# [DIRECTIVES]
1) Which actors does the text about the film Greystoke name as members of its cast?
2) Write what comes next in the text about the film Greystoke, picking up after its final sentence.

== SOURCE TEXT

Greystoke: The Legend of Tarzan, Lord of the Apes is a 1984 adventure film directed by Hugh Hudson based on Edgar Rice Burroughs' novel Tarzan of the Apes (1912). Christopher Lambert stars as Tarzan (though the name Tarzan is never used in the film's dialogue) and Andie MacDowell as Jane; the cast also includes Ralph Richardson (in his final role), Ian Holm, James Fox, Cheryl Campbell, and Ian Charleson.

Greystoke received three Oscar nominations at the 57th Academy Awards ceremony for Best Actor in a Supporting Role for Richardson, Best Writing, Screenplay Based on Material from Another Medium, and Best Makeup. It became the first Tarzan feature film to be nominated for an Academy Award; the later Disney animated feature film adaptation became the first one to win an Oscar.

Plot 
John, Lord Clayton, the heir to the 6th Earl of Greystoke, and his pregnant wife Alice are shipwrecked on the African coast. John builds a home in the trees, and Alice gives birth to a son. Alice later grows ill from malaria and dies. While John is grieving her, the tree house is visited by curious apes, one of whom kills him. One female of the group, Kala, who is carrying her dead infant, hears the cries of the infant human in his crib. She adopts the boy and raises him as a member of the Mangani.

At age one, the boy learns gorilla talk and learns how to walk. At age five, the boy learns how to swing a vine and is still trying to fit in with his ape family. When a Black panther attacks, he learns how to swim to evade it while another ape is killed.

====
== ENTRIES SUPPLIED

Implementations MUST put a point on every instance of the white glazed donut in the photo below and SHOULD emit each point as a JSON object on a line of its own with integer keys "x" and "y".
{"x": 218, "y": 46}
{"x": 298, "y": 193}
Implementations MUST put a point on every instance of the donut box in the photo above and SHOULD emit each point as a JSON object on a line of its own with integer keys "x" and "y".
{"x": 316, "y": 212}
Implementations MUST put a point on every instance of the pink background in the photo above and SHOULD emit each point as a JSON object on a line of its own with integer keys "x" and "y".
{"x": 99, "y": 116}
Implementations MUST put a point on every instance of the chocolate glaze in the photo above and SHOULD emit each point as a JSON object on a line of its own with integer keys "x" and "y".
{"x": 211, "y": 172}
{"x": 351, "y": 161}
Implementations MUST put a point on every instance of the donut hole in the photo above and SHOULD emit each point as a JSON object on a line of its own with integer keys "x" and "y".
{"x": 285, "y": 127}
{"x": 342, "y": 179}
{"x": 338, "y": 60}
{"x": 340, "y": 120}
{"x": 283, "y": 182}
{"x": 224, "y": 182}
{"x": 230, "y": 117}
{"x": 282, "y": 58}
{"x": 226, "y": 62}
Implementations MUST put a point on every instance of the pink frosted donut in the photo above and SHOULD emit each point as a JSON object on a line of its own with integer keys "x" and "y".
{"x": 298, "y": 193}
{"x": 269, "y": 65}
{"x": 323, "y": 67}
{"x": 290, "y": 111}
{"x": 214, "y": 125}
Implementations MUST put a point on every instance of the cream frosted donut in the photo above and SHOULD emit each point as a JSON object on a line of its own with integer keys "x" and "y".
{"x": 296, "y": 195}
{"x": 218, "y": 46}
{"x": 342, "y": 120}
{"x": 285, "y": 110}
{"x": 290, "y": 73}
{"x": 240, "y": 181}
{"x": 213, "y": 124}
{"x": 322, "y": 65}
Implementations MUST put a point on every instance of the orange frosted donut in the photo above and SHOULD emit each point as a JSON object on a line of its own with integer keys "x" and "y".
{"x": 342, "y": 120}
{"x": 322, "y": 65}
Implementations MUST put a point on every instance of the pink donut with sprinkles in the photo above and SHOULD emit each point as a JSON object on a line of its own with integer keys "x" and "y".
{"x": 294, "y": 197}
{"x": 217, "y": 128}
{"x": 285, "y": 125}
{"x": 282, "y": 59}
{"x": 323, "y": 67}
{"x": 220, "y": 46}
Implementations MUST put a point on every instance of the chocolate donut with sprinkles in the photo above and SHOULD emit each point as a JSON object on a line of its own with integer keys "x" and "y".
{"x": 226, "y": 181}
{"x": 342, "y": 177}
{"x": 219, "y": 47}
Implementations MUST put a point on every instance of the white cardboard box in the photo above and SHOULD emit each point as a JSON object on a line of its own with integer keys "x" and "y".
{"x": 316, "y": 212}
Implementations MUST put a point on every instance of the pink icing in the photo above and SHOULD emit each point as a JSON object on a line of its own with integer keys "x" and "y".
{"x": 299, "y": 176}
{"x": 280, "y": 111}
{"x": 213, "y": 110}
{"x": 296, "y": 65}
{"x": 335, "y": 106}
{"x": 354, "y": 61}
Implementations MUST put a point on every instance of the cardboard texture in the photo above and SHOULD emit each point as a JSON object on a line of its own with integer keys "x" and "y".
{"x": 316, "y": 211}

====

# [ANSWERS TO THE TASKS]
1) Christopher Lambert, Andie MacDowell, Ralph Richardson, Ian Holm, James Fox, Cheryl Campbell, Ian Charleson

2)
At age 12, the boy discovers the treehouse in which he lived as a baby with his real mother and father. He finds a wooden block, with pictures of both a boy and a chimpanzee painted on it. He sees himself in a mirror and recognizes the physical differences between himself and the rest of his ape family. He also discovers his father's hunting knife and how it works. The objects fascinate the boy, and he takes them with him; but is ambushed by a scarred old ape who savagely beats him before the boy's ape mother and father arrive. The boy is nursed back to health and antagonizes the old ape, learning to evade the stronger opponent than fight him directly. One day his mother is killed by a native hunting party, and he kills one of them in revenge.

Years later, Belgian explorer Phillippe d'Arnot is traveling with a band of British adventurers along the river. He is disgusted by their boorish nature and love of "blood and sport". A band of natives attacks the party, killing everyone except Phillippe, who is injured and conceals himself in the trees. The young man finds Phillippe and nurses him back to health. D'Arnot discovers that the man is a natural mimic and teaches him to speak rudimentary English. D'Arnot deduces that this man is the son of the late Lord John and Lady Alice of Greystoke and calls the man "Jean". Jean agrees to return to England with his benefactor and reunite with his human family.

On arrival at Greystoke, the family's country estate in the Lowlands of Scotland, John is welcomed by his grandfather, the 6th Earl of Greystoke, and his ward, a young American woman called Jane. The Earl still grieves the loss of his son and daughter-in-law years earlier but is very happy to have his grandson home. He displays eccentric behaviour and often confuses John with John's father.

John is treated as a novelty by the local social set, and some of his behavior is seen as threatening and savage. He befriends a young mentally disabled worker on the estate and in his company relaxes into his natural ape-like behaviour. Jane meanwhile teaches John more English, French, and social skills. They become very close and one evening passionately make love in secret.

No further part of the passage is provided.